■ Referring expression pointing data
════════════════════

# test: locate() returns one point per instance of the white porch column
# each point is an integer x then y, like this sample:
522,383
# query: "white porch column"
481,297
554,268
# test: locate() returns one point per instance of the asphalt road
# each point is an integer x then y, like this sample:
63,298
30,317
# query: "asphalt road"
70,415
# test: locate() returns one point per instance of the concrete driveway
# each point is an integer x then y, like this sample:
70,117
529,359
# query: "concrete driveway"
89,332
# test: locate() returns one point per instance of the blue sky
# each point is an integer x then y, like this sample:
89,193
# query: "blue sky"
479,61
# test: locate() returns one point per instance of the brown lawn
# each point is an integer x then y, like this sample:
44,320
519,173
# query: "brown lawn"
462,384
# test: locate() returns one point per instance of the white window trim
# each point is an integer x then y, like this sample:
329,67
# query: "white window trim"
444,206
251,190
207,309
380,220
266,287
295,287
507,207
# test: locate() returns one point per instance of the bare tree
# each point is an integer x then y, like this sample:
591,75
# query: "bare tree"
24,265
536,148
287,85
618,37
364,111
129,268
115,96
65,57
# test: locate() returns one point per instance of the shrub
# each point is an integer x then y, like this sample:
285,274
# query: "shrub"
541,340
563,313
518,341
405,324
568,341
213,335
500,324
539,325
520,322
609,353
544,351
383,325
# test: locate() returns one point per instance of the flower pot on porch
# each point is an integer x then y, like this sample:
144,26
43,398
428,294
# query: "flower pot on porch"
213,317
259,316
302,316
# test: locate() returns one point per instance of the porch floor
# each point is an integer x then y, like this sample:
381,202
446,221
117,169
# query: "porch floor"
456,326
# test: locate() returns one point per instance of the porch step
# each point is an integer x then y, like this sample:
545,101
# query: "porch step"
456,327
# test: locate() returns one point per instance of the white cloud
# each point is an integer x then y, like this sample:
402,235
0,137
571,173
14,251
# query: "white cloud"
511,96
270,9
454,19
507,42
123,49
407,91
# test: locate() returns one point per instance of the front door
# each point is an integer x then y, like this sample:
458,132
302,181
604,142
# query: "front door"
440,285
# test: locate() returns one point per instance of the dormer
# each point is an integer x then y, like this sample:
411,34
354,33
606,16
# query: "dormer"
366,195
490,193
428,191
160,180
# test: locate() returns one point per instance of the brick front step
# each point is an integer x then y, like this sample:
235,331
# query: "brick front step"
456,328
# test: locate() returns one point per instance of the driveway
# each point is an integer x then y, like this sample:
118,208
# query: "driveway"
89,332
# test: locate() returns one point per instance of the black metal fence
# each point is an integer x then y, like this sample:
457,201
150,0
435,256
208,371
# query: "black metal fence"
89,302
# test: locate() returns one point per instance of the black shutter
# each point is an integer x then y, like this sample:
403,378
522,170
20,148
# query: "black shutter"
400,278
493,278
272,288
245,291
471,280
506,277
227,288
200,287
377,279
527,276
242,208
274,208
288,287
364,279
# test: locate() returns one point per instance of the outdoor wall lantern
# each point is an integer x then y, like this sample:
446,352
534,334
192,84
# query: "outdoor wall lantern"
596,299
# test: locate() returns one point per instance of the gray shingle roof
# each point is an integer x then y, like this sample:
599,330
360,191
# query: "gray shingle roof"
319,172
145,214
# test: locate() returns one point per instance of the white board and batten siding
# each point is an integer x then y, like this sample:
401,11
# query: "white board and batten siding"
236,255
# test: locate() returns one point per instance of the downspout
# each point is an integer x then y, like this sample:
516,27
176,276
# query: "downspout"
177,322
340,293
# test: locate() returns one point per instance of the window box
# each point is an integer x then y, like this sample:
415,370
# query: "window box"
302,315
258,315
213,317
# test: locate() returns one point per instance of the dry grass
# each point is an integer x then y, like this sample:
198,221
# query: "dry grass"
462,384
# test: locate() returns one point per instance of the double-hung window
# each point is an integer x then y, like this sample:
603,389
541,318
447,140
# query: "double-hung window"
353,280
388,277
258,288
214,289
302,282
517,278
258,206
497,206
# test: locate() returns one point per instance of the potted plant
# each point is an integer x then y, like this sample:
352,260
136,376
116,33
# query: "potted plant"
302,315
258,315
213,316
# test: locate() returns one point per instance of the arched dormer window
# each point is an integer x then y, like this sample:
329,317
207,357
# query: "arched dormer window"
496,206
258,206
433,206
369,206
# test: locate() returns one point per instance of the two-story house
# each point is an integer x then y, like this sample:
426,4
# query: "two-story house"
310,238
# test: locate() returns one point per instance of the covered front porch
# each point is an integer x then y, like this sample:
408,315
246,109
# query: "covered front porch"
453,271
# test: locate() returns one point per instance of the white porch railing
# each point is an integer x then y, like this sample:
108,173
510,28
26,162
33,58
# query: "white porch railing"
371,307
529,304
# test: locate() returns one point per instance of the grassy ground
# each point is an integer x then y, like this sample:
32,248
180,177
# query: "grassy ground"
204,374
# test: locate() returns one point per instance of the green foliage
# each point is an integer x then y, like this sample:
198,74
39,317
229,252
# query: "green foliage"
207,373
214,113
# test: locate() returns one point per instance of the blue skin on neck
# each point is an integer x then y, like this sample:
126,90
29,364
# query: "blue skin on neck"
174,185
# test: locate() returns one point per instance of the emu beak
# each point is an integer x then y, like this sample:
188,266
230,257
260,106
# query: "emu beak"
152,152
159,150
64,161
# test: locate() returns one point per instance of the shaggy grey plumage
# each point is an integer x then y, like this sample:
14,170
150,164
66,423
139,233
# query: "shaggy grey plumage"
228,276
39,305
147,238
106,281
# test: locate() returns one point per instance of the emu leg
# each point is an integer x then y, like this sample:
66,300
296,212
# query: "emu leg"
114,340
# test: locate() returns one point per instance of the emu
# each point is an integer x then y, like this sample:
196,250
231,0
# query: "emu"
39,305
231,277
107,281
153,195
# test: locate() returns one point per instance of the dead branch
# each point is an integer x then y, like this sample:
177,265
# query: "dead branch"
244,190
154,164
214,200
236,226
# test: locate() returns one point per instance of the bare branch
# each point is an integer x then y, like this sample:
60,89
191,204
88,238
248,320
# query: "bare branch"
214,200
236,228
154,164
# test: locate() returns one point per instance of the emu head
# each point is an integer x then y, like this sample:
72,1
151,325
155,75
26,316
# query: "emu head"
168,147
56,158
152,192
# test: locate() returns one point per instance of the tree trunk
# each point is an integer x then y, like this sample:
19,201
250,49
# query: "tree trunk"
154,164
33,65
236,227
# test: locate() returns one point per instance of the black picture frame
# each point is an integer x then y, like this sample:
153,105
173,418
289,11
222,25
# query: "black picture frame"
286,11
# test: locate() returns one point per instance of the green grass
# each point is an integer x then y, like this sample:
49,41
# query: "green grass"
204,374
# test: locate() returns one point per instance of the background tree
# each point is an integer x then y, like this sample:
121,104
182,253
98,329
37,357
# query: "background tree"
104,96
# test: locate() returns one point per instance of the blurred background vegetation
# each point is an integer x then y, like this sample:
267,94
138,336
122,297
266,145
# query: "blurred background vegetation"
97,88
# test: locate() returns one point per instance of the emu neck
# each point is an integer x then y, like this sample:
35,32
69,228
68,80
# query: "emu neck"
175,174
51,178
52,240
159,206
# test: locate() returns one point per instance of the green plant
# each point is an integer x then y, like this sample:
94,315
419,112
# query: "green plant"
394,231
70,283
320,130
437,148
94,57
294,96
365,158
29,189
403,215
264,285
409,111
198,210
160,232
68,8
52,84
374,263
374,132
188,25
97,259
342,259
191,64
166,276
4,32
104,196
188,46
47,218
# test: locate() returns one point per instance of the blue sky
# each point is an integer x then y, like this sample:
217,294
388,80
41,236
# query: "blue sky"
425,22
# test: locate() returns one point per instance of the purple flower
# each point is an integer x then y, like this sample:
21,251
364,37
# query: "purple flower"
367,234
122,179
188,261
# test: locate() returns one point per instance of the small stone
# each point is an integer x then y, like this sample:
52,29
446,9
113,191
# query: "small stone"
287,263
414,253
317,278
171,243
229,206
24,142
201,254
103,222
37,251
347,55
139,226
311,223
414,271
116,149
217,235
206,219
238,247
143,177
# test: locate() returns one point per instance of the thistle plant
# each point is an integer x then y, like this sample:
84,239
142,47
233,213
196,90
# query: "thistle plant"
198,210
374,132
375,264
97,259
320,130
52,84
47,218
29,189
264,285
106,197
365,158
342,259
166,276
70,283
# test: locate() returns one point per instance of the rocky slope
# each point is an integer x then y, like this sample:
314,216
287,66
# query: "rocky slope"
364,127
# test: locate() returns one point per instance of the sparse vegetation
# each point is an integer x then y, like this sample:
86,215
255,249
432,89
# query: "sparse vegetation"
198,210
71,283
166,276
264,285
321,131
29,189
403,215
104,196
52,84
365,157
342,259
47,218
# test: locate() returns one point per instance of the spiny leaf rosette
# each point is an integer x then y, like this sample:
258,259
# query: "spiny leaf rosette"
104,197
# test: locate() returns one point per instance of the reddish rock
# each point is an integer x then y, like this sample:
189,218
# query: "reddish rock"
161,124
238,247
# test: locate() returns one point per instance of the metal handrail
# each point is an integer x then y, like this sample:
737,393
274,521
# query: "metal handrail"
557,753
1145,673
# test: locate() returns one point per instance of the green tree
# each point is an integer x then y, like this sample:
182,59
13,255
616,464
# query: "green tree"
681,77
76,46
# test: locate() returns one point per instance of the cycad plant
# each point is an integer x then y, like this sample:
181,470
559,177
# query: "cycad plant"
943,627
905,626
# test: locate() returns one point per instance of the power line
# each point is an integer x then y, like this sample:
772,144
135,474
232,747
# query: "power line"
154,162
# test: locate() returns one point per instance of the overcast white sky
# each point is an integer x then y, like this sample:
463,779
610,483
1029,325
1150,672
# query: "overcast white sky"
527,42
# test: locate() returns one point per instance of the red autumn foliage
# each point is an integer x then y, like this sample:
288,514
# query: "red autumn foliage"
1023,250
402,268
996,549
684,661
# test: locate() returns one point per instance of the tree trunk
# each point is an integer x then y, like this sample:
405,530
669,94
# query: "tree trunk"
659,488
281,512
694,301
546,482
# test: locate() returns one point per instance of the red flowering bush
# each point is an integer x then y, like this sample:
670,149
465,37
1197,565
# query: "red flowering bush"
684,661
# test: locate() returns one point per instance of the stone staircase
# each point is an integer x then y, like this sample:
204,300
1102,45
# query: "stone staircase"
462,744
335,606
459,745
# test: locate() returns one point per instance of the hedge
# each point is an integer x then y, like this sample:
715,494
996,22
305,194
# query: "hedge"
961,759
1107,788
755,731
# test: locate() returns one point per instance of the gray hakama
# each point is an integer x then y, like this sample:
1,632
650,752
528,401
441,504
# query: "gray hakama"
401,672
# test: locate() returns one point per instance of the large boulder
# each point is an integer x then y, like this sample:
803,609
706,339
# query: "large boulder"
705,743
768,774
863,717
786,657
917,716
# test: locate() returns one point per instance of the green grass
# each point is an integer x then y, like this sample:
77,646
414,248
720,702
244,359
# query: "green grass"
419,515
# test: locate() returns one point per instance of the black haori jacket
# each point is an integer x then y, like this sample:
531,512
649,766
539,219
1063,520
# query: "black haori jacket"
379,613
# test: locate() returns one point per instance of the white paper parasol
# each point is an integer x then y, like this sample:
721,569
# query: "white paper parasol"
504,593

════════════════════

■ INSTRUCTIONS FOR THE TASK
Print exactly the lines from the beginning of the entries through the line with "# test: locate() returns one point per instance of the asphalt". Output nothing more.

■ ANSWER BELOW
# test: locate() returns one point per instance of the white porch column
# each point is an integer x then y, like this sample:
522,383
# query: "white porch column"
481,297
554,268
# test: locate() returns one point per instance of the asphalt road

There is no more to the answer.